§ Instructions to follow:
Please transcribe the entries below exactly and leave out every picture.

Natural language region descriptions:
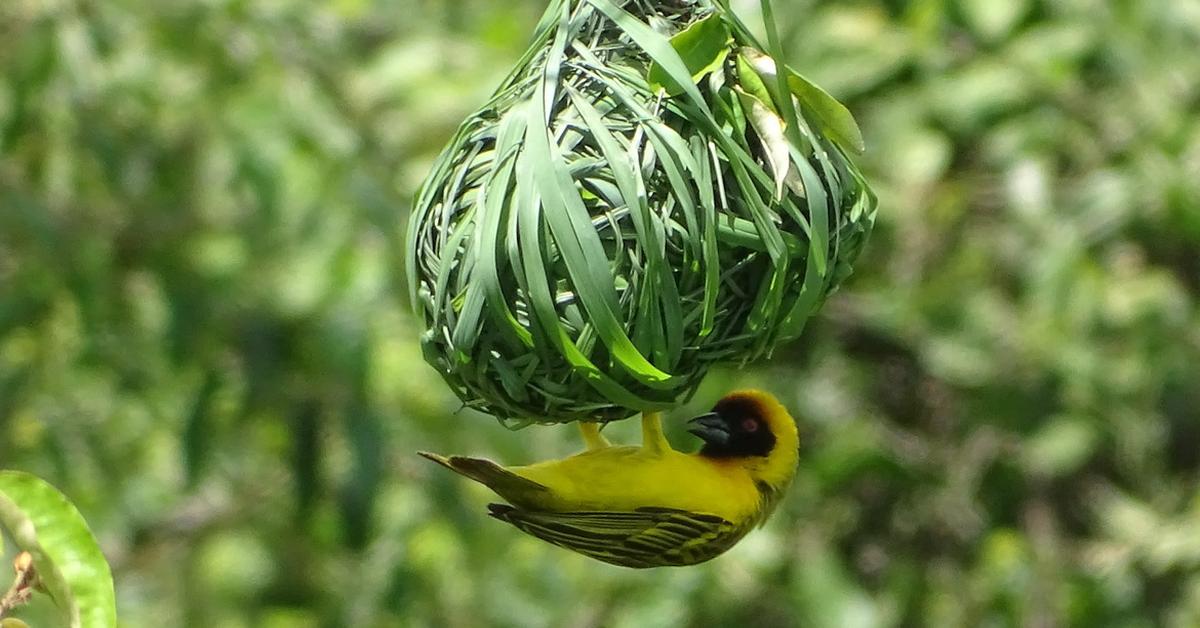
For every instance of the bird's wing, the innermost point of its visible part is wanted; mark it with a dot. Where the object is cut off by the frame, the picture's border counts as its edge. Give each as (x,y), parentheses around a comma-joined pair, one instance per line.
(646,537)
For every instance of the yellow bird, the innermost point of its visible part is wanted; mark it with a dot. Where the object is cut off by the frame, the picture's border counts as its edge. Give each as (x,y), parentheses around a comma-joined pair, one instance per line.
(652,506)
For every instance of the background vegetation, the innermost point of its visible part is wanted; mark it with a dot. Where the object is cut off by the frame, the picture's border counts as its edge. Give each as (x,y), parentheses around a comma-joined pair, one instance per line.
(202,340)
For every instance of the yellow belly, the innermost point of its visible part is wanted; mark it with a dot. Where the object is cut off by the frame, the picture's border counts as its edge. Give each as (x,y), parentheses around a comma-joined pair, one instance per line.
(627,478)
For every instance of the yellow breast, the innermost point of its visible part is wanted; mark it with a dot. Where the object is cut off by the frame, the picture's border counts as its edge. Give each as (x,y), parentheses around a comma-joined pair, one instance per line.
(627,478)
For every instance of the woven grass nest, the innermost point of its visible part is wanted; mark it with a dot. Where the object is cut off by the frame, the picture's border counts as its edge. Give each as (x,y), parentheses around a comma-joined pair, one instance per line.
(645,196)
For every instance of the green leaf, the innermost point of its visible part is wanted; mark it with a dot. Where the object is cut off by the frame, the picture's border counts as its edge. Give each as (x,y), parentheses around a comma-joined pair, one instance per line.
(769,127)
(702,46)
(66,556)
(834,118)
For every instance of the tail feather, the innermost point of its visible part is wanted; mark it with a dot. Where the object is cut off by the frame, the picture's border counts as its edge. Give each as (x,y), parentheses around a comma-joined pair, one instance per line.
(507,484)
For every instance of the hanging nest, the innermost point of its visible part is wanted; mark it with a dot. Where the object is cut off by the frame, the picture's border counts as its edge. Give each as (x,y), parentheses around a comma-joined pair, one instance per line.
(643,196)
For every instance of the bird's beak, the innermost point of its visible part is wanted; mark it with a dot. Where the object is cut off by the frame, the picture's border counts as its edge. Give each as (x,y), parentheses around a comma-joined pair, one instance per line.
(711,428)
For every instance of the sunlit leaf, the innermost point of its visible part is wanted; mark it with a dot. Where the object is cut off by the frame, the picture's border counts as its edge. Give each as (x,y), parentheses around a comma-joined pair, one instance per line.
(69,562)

§ Response to the task:
For every instance of the bird's wing, the innermost point of its visible part is wanted; mark it with a dot. Where the object is cut off by the frame, the picture's border counts as its edge. Give each as (x,y), parentheses around a comma-joined pair, one instance per line.
(646,537)
For every instance of the yellow bird, the innermost point of its visible part is wanted; mark it with a dot. Where the object is cut off by the frame, the picture's border counts as its edge. Give each as (x,y), parentheses around a comma-joined pair, one instance per line.
(652,506)
For every instance of the background vegetation, the innermost point of its visible part is wanted; mark it with a dot. Where the object is cut off by the frame, the picture's border counts as its edge. Give each as (x,y), parentheses around a comma-joined pair, one instance per line.
(202,340)
For every instance of the yellow belly, the innermost point of its visible part is wanted; mark it with a dot. Where the object is cut off by the frame, the picture's border counts as its edge. Give each as (x,y), parentheses around a comma-joined pair, one instance per line.
(627,478)
For every instance of the yellow breast, the innermost point of its visible part is wanted; mark it with a dot. Where the object is cut off by the frame, the picture's border counts as its edge. Give each as (x,y), parentheses around a comma-joined pair, one instance per line.
(627,478)
For every instance of the woven grass nest, the innermost point of its visible part is wanted; mark it with a dot. Where the object is cut off by the frame, the picture's border counts as its edge. Give each as (x,y), parentheses around a comma-joined pair, one instance per line.
(645,196)
For every instance of the green leaf, the innermost point of its visible part is wanted; mark it with a dot. Where the object is cut off by the frame, the picture's border counts as its edge. Give each as (x,y), parentheses around a comma-joined pair, one instance per line.
(769,127)
(702,46)
(66,556)
(834,118)
For every instance of the tail feather, the innermost point of its visible part is wanted; mark it with a dot. Where the object is cut off by the frame, the picture's border counts as its edge. Give each as (x,y), parentheses around a comma-joined pair, one instance per line.
(507,484)
For every instance of the hanging nest, the innermost point of its visible part is wanted; mark it with a dot. Where the object is cut off by the frame, the picture's border counts as its edge. Give each as (x,y), parentheses around a comma-joined pair, one instance per line.
(643,196)
For every instance of the bird's beak, the innermost point of its visible part is wanted; mark it with a dot. Where the object is cut off by the frame, the picture's border counts as its edge. Give each as (x,y), parentheses around a comma-joined pair, one instance per line.
(711,428)
For every instance of the sunlit leaf, the innermost point of its visible part is wanted; mark it with a dot. Where the object is cut off by the frame, the picture's border counts as its edge. Give each as (x,y), parentheses around a comma-joined pair, one instance per line.
(69,562)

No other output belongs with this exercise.